### DATA RECORDS

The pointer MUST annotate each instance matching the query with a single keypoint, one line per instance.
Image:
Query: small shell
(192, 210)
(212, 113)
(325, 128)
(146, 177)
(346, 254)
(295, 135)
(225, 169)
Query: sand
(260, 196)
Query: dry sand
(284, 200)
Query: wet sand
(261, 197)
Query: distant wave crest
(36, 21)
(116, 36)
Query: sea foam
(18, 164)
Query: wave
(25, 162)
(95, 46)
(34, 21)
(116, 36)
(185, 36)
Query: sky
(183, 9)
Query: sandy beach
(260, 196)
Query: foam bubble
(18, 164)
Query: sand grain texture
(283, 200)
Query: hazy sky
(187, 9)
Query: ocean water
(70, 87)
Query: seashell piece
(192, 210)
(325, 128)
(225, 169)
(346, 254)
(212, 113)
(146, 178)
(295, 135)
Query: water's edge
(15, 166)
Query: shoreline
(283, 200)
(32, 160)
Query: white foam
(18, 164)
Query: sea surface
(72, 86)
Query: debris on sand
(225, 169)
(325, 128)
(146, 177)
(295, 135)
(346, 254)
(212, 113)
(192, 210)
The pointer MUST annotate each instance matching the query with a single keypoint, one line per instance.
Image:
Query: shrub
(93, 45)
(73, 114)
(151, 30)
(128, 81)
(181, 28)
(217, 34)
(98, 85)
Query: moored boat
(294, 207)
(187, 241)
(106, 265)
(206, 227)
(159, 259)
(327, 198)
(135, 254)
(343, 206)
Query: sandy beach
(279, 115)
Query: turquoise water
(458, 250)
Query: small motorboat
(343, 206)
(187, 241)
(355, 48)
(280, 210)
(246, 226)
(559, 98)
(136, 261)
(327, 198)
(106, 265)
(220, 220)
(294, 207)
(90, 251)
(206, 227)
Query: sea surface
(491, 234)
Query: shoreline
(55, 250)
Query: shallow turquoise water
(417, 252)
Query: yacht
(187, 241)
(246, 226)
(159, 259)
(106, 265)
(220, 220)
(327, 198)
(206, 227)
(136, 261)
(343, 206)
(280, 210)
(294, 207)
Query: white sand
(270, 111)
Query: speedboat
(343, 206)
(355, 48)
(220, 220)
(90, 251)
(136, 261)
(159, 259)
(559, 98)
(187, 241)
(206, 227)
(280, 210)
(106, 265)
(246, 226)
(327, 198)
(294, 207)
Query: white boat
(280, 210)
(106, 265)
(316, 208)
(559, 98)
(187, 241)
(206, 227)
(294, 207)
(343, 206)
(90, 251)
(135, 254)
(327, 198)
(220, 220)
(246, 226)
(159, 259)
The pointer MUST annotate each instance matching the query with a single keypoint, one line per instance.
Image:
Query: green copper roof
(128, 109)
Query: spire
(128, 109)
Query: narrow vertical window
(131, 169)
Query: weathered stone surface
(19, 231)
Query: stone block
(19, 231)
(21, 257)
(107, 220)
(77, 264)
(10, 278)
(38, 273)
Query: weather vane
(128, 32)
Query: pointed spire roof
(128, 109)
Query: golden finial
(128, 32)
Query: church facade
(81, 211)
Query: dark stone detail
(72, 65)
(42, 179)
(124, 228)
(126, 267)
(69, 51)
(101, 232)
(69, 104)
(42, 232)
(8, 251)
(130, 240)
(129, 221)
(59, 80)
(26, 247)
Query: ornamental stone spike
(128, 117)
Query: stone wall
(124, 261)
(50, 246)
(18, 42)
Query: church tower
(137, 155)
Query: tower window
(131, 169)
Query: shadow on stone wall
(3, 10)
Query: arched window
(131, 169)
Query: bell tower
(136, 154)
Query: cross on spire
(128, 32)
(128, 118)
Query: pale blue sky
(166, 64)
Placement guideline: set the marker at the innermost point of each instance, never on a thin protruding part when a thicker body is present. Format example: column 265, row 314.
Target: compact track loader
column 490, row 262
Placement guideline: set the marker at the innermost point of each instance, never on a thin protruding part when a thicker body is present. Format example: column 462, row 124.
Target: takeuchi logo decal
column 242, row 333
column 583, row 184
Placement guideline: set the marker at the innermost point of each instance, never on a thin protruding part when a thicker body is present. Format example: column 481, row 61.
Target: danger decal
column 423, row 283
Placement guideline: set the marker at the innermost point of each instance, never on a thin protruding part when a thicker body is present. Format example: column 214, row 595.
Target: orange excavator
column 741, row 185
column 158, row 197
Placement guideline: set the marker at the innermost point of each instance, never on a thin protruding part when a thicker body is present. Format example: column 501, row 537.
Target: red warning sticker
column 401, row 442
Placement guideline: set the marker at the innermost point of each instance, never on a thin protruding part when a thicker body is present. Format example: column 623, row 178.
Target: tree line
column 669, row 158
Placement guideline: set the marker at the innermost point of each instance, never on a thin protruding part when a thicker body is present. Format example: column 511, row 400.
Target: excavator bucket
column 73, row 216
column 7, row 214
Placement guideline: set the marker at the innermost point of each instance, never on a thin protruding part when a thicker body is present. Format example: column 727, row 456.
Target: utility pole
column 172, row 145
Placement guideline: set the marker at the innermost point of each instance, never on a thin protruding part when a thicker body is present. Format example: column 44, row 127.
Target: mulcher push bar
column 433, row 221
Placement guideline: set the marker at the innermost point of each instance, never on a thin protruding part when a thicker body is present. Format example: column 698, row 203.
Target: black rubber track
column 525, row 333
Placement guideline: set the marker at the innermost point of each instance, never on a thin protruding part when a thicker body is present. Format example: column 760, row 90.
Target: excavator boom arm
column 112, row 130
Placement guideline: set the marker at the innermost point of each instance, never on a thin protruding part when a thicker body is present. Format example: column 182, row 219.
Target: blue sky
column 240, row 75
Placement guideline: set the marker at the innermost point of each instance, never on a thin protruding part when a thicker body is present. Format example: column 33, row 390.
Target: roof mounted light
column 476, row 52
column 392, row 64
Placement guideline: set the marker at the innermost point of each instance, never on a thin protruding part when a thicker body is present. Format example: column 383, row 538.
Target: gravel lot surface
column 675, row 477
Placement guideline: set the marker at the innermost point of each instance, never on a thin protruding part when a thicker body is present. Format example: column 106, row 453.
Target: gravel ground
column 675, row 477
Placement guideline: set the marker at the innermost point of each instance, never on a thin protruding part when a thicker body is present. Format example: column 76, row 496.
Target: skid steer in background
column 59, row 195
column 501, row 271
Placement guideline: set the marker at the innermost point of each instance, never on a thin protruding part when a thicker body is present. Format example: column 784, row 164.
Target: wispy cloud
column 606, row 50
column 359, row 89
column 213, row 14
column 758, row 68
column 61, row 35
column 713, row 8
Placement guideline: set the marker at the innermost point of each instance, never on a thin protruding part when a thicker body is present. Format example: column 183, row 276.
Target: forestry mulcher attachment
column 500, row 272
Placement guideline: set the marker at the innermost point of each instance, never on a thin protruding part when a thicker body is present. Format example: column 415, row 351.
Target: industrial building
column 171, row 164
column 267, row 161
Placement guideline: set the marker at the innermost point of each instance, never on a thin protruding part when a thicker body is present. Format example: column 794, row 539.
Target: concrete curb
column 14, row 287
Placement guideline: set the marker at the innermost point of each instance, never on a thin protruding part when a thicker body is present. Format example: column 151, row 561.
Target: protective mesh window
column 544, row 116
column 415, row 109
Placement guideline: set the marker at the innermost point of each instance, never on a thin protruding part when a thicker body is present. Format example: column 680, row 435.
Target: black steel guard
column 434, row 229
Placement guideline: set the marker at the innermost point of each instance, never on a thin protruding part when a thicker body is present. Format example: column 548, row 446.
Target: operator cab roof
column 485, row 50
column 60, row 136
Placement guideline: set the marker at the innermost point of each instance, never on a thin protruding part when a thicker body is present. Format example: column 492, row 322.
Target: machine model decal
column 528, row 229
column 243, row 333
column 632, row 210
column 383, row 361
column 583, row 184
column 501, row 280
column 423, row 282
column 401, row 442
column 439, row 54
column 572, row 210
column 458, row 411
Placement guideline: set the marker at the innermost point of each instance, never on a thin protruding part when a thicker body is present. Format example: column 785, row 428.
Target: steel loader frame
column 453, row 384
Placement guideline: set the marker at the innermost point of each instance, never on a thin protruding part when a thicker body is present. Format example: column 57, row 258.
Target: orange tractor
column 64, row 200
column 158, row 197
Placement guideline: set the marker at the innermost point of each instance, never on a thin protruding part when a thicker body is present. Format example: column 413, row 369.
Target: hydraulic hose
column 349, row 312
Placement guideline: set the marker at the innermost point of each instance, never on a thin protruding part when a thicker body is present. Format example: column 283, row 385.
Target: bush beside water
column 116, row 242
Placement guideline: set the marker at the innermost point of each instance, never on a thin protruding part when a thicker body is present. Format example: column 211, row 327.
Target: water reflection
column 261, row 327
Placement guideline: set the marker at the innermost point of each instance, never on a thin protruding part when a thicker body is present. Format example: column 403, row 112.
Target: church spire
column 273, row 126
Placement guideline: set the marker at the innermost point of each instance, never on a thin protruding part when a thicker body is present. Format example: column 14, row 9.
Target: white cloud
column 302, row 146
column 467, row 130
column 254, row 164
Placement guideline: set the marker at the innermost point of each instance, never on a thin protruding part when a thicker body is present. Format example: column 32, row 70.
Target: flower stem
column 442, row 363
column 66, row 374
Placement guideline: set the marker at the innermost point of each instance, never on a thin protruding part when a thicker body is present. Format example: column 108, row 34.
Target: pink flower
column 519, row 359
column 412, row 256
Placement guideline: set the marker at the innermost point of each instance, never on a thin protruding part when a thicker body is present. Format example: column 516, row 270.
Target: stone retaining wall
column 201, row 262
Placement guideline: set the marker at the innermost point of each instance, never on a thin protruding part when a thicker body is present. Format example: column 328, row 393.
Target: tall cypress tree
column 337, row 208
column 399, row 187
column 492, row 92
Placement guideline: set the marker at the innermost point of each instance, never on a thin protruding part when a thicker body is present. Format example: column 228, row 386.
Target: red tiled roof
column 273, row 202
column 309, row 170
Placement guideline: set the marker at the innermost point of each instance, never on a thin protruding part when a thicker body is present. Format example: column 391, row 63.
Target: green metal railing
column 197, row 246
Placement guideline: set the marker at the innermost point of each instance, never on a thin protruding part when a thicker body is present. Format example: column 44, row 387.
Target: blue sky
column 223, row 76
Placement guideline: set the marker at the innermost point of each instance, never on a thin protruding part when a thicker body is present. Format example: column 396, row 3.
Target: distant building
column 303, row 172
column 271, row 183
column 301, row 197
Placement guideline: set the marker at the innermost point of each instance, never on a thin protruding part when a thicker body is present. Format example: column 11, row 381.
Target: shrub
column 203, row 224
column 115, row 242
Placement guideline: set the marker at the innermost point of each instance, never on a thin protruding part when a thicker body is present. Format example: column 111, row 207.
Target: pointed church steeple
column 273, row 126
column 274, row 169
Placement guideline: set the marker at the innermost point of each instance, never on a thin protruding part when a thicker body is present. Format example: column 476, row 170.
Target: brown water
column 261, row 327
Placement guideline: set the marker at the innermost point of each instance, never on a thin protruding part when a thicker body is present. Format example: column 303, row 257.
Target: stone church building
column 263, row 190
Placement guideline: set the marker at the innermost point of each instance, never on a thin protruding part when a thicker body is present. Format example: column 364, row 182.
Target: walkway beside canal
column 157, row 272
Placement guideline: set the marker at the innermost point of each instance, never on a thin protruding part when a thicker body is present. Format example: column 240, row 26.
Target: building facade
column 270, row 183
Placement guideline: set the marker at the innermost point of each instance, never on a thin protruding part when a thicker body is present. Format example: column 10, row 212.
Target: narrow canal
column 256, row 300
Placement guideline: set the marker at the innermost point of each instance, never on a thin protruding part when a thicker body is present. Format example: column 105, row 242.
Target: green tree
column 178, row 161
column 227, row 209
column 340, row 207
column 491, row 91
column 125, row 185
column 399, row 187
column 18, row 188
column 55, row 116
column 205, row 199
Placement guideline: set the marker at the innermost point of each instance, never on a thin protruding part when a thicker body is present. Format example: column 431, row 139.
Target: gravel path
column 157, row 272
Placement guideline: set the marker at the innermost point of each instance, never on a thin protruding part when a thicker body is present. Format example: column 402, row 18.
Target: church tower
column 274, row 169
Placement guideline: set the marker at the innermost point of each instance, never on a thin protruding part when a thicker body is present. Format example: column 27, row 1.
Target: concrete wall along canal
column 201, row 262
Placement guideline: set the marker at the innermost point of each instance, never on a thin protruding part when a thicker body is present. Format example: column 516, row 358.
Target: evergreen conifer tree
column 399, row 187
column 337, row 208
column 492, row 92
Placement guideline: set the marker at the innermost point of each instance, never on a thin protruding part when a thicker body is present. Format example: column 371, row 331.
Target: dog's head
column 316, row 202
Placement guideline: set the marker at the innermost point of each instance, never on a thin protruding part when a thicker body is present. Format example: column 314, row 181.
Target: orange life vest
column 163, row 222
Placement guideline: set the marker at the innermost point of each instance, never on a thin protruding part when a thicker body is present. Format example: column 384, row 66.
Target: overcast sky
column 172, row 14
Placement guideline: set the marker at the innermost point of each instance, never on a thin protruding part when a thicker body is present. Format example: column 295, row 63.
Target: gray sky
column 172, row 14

######

> **REQUEST**
Write out everything from the line containing "11, row 381." down to the line containing "column 115, row 242", switching "shrub" to "bush" and leaving all else unchanged.

> **EXERCISE OUTPUT**
Placement guideline: set the marker at the innermost point of each instance, never on a thin protruding part when a thicker body is present. Format example: column 11, row 381.
Target: bush
column 203, row 224
column 115, row 242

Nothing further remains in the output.